## Data for this exercise
--- BEGIN ---
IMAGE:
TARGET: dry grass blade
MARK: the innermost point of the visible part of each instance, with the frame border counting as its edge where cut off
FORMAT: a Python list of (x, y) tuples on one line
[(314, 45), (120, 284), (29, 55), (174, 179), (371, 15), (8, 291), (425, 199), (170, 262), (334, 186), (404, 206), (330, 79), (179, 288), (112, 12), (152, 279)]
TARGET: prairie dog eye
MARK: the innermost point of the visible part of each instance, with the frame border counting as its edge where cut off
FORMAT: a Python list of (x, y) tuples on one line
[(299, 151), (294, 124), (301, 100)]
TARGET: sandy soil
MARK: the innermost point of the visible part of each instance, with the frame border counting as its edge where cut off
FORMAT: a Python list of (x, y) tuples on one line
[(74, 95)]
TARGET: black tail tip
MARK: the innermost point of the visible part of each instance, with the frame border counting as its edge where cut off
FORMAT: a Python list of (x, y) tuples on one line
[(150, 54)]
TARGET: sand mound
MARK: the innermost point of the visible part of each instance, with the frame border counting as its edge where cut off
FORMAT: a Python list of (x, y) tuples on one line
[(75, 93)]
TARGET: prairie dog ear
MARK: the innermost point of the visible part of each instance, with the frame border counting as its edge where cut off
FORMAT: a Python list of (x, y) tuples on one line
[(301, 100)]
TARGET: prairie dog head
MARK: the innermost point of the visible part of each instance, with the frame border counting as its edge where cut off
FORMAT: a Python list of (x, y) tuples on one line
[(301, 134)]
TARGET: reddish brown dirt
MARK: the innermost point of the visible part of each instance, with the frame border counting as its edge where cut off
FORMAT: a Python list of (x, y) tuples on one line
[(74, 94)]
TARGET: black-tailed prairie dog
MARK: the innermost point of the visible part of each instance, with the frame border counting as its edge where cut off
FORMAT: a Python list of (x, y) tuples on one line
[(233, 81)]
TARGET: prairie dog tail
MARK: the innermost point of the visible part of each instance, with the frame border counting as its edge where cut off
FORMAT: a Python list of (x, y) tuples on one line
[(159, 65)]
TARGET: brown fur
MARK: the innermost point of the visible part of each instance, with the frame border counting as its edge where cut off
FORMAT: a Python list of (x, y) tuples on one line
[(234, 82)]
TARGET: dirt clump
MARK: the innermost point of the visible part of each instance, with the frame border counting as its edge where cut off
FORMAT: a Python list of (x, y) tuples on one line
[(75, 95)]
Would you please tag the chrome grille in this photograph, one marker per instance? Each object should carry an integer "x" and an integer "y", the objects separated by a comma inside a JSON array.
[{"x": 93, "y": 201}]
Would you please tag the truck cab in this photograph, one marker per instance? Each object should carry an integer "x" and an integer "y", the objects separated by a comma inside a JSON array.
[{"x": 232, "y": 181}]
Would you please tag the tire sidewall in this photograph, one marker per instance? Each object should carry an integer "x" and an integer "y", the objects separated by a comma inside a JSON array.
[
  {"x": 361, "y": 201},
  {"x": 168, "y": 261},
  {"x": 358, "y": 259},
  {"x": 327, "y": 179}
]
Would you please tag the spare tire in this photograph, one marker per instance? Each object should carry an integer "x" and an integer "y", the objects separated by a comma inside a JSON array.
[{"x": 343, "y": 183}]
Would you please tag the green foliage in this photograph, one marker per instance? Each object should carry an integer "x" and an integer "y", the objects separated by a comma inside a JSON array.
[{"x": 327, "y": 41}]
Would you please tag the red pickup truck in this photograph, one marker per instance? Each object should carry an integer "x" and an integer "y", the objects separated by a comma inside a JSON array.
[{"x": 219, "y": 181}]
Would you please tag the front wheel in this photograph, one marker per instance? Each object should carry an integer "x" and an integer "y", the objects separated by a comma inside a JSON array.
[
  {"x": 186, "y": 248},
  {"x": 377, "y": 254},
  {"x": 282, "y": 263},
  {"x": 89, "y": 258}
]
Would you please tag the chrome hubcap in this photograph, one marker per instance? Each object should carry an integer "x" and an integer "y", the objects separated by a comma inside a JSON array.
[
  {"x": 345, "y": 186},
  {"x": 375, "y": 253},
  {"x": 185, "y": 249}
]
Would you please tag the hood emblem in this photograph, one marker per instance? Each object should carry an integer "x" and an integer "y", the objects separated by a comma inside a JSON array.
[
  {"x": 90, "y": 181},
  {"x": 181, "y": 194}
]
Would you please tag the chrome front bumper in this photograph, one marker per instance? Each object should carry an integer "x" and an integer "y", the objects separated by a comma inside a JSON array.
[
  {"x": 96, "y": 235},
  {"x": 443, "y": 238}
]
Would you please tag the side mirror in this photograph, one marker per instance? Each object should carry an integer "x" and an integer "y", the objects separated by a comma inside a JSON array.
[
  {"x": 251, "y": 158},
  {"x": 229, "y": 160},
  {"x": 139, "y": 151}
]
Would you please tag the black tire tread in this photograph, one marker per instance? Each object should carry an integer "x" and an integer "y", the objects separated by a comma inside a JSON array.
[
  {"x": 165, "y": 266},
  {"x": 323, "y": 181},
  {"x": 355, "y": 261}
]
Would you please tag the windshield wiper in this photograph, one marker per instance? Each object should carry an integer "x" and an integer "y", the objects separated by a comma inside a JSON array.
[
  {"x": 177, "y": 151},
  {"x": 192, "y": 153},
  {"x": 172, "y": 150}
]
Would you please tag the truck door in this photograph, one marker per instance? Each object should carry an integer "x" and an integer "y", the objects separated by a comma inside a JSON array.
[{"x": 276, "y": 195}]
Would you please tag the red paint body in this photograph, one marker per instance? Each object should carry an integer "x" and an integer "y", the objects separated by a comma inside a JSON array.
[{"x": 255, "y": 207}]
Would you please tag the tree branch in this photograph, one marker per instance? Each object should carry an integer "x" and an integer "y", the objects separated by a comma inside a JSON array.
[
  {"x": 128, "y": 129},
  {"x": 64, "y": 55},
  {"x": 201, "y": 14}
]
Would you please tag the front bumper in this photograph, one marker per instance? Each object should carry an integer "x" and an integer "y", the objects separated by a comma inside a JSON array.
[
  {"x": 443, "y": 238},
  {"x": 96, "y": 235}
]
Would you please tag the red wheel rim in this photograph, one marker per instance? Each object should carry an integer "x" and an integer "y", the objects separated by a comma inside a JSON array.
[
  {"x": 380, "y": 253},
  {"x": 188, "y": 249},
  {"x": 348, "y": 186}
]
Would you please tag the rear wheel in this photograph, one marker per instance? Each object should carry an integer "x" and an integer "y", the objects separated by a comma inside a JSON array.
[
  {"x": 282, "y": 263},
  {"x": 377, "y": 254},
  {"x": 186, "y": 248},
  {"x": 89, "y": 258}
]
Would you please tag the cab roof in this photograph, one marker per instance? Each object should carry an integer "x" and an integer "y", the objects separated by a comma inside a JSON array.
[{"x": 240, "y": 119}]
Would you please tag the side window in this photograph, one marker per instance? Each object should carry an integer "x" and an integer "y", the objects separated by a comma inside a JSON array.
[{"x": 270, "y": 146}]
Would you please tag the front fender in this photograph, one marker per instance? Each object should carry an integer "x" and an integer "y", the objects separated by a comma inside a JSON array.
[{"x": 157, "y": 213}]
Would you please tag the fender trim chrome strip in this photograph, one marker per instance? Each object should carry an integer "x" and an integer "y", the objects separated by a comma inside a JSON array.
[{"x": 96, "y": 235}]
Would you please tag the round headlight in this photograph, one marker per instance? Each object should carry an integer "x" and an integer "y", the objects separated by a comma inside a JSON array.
--- END ---
## Exercise objective
Convert the records, starting at the beginning and ending at the line that contains "12), (152, 279)]", into a Markdown table with the columns No. and Line, numbering each line and omitting blank lines.

## Solution to the problem
| No. | Line |
|---|---|
| 1 | IMAGE: |
| 2 | TARGET: dry grass blade |
| 3 | MARK: the innermost point of the visible part of each instance, with the frame border counting as its edge where cut off |
| 4 | FORMAT: a Python list of (x, y) tuples on one line |
| 5 | [(314, 45), (120, 284), (29, 55), (174, 179), (371, 15), (8, 291), (425, 199), (170, 262), (334, 186), (404, 206), (330, 79), (179, 288), (112, 12), (152, 279)] |